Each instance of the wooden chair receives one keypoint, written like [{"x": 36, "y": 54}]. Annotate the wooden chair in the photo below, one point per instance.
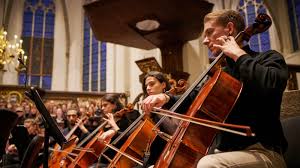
[
  {"x": 8, "y": 120},
  {"x": 291, "y": 129}
]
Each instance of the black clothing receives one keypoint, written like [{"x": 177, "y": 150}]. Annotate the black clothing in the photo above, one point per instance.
[
  {"x": 77, "y": 132},
  {"x": 123, "y": 124},
  {"x": 264, "y": 77}
]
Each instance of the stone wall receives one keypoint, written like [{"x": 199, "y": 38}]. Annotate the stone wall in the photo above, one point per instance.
[{"x": 290, "y": 106}]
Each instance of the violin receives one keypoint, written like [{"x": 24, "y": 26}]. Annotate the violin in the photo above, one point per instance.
[
  {"x": 94, "y": 148},
  {"x": 190, "y": 142},
  {"x": 58, "y": 157}
]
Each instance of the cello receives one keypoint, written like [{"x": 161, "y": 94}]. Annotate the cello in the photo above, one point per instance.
[
  {"x": 59, "y": 155},
  {"x": 86, "y": 158},
  {"x": 191, "y": 142}
]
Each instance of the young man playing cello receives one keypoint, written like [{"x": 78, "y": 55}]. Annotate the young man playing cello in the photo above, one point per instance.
[{"x": 264, "y": 77}]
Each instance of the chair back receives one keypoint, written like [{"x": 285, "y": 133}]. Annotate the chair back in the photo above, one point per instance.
[
  {"x": 291, "y": 129},
  {"x": 8, "y": 119}
]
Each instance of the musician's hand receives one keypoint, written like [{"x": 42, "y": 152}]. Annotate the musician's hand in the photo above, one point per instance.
[
  {"x": 12, "y": 149},
  {"x": 111, "y": 121},
  {"x": 107, "y": 135},
  {"x": 81, "y": 125},
  {"x": 229, "y": 46},
  {"x": 151, "y": 101}
]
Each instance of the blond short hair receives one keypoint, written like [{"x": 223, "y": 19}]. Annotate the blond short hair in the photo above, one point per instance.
[{"x": 223, "y": 17}]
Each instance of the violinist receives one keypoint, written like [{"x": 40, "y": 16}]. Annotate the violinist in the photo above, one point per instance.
[
  {"x": 264, "y": 77},
  {"x": 117, "y": 122},
  {"x": 155, "y": 83},
  {"x": 72, "y": 120}
]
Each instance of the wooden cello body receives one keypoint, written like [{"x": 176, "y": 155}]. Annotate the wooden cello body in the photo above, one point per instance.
[
  {"x": 136, "y": 145},
  {"x": 214, "y": 102},
  {"x": 190, "y": 142}
]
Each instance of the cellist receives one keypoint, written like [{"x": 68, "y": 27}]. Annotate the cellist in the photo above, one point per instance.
[
  {"x": 264, "y": 77},
  {"x": 72, "y": 120},
  {"x": 110, "y": 105}
]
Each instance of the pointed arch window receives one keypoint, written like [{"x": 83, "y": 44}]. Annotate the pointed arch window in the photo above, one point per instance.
[
  {"x": 294, "y": 16},
  {"x": 94, "y": 61},
  {"x": 249, "y": 9},
  {"x": 37, "y": 35}
]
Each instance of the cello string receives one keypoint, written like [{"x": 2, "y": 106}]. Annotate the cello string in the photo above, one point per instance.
[
  {"x": 125, "y": 154},
  {"x": 206, "y": 125}
]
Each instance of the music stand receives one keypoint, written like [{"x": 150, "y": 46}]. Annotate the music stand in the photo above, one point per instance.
[{"x": 51, "y": 127}]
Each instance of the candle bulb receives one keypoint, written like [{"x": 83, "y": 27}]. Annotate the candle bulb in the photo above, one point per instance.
[
  {"x": 4, "y": 33},
  {"x": 25, "y": 59}
]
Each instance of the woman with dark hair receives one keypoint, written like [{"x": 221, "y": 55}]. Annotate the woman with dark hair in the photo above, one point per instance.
[
  {"x": 110, "y": 105},
  {"x": 155, "y": 82}
]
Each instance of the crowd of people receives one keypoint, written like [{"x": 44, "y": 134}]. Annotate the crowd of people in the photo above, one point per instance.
[{"x": 264, "y": 77}]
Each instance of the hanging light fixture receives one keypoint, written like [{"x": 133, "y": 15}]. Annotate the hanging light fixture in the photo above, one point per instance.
[{"x": 11, "y": 50}]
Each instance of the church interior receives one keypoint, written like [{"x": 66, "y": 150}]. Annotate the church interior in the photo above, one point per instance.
[{"x": 75, "y": 52}]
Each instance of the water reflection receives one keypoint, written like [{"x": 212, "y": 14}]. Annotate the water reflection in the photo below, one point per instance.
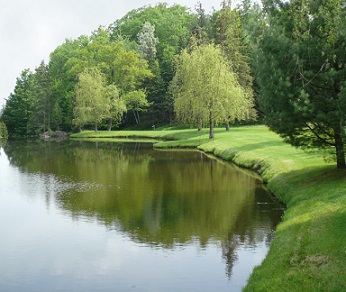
[{"x": 161, "y": 199}]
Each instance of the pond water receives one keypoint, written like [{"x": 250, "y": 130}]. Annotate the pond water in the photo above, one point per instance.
[{"x": 115, "y": 216}]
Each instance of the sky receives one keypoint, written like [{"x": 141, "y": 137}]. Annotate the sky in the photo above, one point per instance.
[{"x": 31, "y": 30}]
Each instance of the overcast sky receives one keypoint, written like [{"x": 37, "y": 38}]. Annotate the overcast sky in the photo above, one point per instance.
[{"x": 31, "y": 30}]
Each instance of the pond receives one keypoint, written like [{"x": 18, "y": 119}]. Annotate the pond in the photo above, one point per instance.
[{"x": 116, "y": 216}]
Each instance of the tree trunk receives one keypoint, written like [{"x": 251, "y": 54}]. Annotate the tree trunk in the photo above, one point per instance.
[
  {"x": 200, "y": 125},
  {"x": 211, "y": 126},
  {"x": 340, "y": 151}
]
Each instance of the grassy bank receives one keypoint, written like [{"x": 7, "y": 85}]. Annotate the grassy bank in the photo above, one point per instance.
[{"x": 309, "y": 250}]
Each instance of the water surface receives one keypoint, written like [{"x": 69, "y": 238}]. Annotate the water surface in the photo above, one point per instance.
[{"x": 104, "y": 216}]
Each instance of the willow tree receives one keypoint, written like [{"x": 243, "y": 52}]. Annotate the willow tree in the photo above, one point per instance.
[
  {"x": 92, "y": 100},
  {"x": 205, "y": 89}
]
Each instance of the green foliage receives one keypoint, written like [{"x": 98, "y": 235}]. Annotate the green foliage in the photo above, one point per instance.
[
  {"x": 16, "y": 113},
  {"x": 147, "y": 42},
  {"x": 301, "y": 77},
  {"x": 92, "y": 101},
  {"x": 206, "y": 90}
]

Exercise goal
Convert every line of the rows above into a Markdown table with the columns No. (a running number) and Line (the text of that line), omitting blank lines. Leave the pictures out of the table.

Answer to this exercise
| No. | Line |
|---|---|
| 1 | Each instance of the wooden chair receives one keypoint, written like [{"x": 36, "y": 54}]. Annotate the wooden chair in the photo below, one point per instance. |
| 2 | [ |
| 3 |   {"x": 8, "y": 120}, |
| 4 |   {"x": 291, "y": 129} |
| 5 | ] |
| 6 | Each instance of the black clothing receives one keypoint, written like [{"x": 177, "y": 150}]. Annotate the black clothing in the photo above, one point per instance. |
| 7 | [ |
| 8 |   {"x": 77, "y": 132}, |
| 9 |   {"x": 123, "y": 124}, |
| 10 |   {"x": 264, "y": 77} |
| 11 | ] |
| 12 | Each instance of the stone wall receives one keypoint, written like [{"x": 199, "y": 38}]. Annotate the stone wall in the photo above, one point per instance. |
| 13 | [{"x": 290, "y": 106}] |
| 14 | Each instance of the violin receives one keypoint, written like [{"x": 24, "y": 26}]. Annotate the violin in the photo above, one point per instance. |
| 15 | [ |
| 16 |   {"x": 94, "y": 148}, |
| 17 |   {"x": 190, "y": 142}, |
| 18 |   {"x": 58, "y": 157} |
| 19 | ] |
| 20 | Each instance of the cello receives one keypoint, written like [{"x": 161, "y": 94}]. Annotate the cello in the photo above, one point per instance. |
| 21 | [ |
| 22 |   {"x": 59, "y": 155}, |
| 23 |   {"x": 86, "y": 158}, |
| 24 |   {"x": 191, "y": 142} |
| 25 | ] |
| 26 | Each instance of the young man playing cello receives one keypoint, written like [{"x": 78, "y": 55}]. Annotate the young man playing cello in the photo above, one point per instance. |
| 27 | [{"x": 264, "y": 77}] |
| 28 | Each instance of the chair back receives one keypoint, written like [{"x": 285, "y": 133}]. Annotate the chair back in the photo above, one point per instance. |
| 29 | [ |
| 30 |   {"x": 291, "y": 129}, |
| 31 |   {"x": 8, "y": 119} |
| 32 | ] |
| 33 | Each instance of the musician's hand receives one keypoint, written like [{"x": 42, "y": 152}]. Annotate the musician's hand in the photo above, one point per instance. |
| 34 | [ |
| 35 |   {"x": 12, "y": 149}, |
| 36 |   {"x": 111, "y": 121}, |
| 37 |   {"x": 107, "y": 135}, |
| 38 |   {"x": 81, "y": 125}, |
| 39 |   {"x": 229, "y": 46}, |
| 40 |   {"x": 151, "y": 101} |
| 41 | ] |
| 42 | Each instance of the blond short hair receives one keypoint, written like [{"x": 223, "y": 19}]. Annotate the blond short hair in the photo above, one point per instance. |
| 43 | [{"x": 223, "y": 17}] |
| 44 | Each instance of the violinist receives one keypoint, written like [{"x": 40, "y": 16}]. Annotate the violinist in the photo above, one point per instance. |
| 45 | [ |
| 46 |   {"x": 264, "y": 77}, |
| 47 |   {"x": 117, "y": 122}, |
| 48 |   {"x": 155, "y": 83}, |
| 49 |   {"x": 72, "y": 120} |
| 50 | ] |
| 51 | Each instance of the wooden cello body receives one keypoint, written like [{"x": 176, "y": 155}]. Annotate the wooden cello body in the photo above, one point per instance. |
| 52 | [ |
| 53 |   {"x": 136, "y": 145}, |
| 54 |   {"x": 214, "y": 102}, |
| 55 |   {"x": 190, "y": 142} |
| 56 | ] |
| 57 | Each instance of the cellist receives one keypoint, written like [{"x": 68, "y": 27}]. Annotate the cellist in the photo above, one point per instance. |
| 58 | [ |
| 59 |   {"x": 264, "y": 77}, |
| 60 |   {"x": 72, "y": 120}, |
| 61 |   {"x": 110, "y": 105} |
| 62 | ] |
| 63 | Each instance of the pointed arch window receives one keypoint, written like [{"x": 83, "y": 44}]. Annotate the pointed arch window in the photo above, one point per instance. |
| 64 | [ |
| 65 |   {"x": 294, "y": 16}, |
| 66 |   {"x": 94, "y": 61}, |
| 67 |   {"x": 249, "y": 9}, |
| 68 |   {"x": 37, "y": 35} |
| 69 | ] |
| 70 | Each instance of the cello string receives one keypoint, written like [{"x": 2, "y": 106}]. Annotate the cello string in the photo above, one point per instance. |
| 71 | [ |
| 72 |   {"x": 125, "y": 154}, |
| 73 |   {"x": 206, "y": 125} |
| 74 | ] |
| 75 | Each instance of the music stand receives one keypoint, written like [{"x": 150, "y": 46}]. Annotate the music stand in the photo above, one point per instance. |
| 76 | [{"x": 51, "y": 127}] |
| 77 | Each instance of the candle bulb receives one keypoint, written like [{"x": 83, "y": 27}]. Annotate the candle bulb in the photo above, one point per instance. |
| 78 | [ |
| 79 |   {"x": 4, "y": 33}, |
| 80 |   {"x": 25, "y": 59} |
| 81 | ] |
| 82 | Each instance of the woman with dark hair receives one keypoint, written like [{"x": 221, "y": 55}]. Annotate the woman with dark hair in the photo above, one point per instance. |
| 83 | [ |
| 84 |   {"x": 110, "y": 105}, |
| 85 |   {"x": 155, "y": 82} |
| 86 | ] |
| 87 | Each instance of the crowd of people receives one keypoint, written like [{"x": 44, "y": 134}]. Annotate the crowd of people in the photo above, one point per instance. |
| 88 | [{"x": 264, "y": 77}] |
| 89 | Each instance of the hanging light fixture receives one keypoint, written like [{"x": 133, "y": 15}]. Annotate the hanging light fixture in the photo above, one point per instance. |
| 90 | [{"x": 11, "y": 50}] |
| 91 | Each instance of the church interior receives one keypoint, written like [{"x": 66, "y": 150}]. Annotate the church interior in the photo above, one point per instance. |
| 92 | [{"x": 75, "y": 52}] |
| 93 | Each instance of the water reflection receives one keypoint, written like [{"x": 212, "y": 14}]. Annotate the water reflection in the photo below, one point per instance. |
| 94 | [{"x": 161, "y": 199}] |
| 95 | Each instance of the pond water receives one keypoint, written like [{"x": 250, "y": 130}]. Annotate the pond water in the photo above, one point per instance. |
| 96 | [{"x": 115, "y": 216}] |
| 97 | Each instance of the sky receives one keypoint, written like [{"x": 141, "y": 137}]. Annotate the sky in the photo above, one point per instance. |
| 98 | [{"x": 31, "y": 30}] |
| 99 | Each instance of the overcast sky receives one keypoint, written like [{"x": 37, "y": 38}]. Annotate the overcast sky in the photo above, one point per instance. |
| 100 | [{"x": 31, "y": 30}] |
| 101 | Each instance of the pond receives one keypoint, written like [{"x": 18, "y": 119}]. Annotate the pond in the photo above, one point per instance. |
| 102 | [{"x": 116, "y": 216}] |
| 103 | Each instance of the tree trunk receives one keypoint, written like [{"x": 251, "y": 54}]. Annotate the tree trunk in the photo above, one point per instance. |
| 104 | [ |
| 105 |   {"x": 200, "y": 125}, |
| 106 |   {"x": 211, "y": 126}, |
| 107 |   {"x": 340, "y": 151} |
| 108 | ] |
| 109 | Each instance of the grassy bank receives one keypoint, written like [{"x": 7, "y": 85}]. Annotate the grassy bank in the photo above, one point per instance. |
| 110 | [{"x": 309, "y": 250}] |
| 111 | Each instance of the water surface receives one keypoint, written like [{"x": 69, "y": 238}]. Annotate the water surface in the photo above, one point per instance. |
| 112 | [{"x": 104, "y": 216}] |
| 113 | Each instance of the willow tree receives one keypoint, written like [{"x": 243, "y": 52}]. Annotate the willow tree in the photo above, one point per instance. |
| 114 | [ |
| 115 |   {"x": 92, "y": 100}, |
| 116 |   {"x": 205, "y": 89} |
| 117 | ] |
| 118 | Each instance of the green foliage receives one keypoint, written like [{"x": 98, "y": 235}]. Annotate the green foliage in the photo above, one point per instance. |
| 119 | [ |
| 120 |   {"x": 16, "y": 113}, |
| 121 |   {"x": 147, "y": 42}, |
| 122 |   {"x": 301, "y": 77}, |
| 123 |   {"x": 92, "y": 101}, |
| 124 |   {"x": 206, "y": 90} |
| 125 | ] |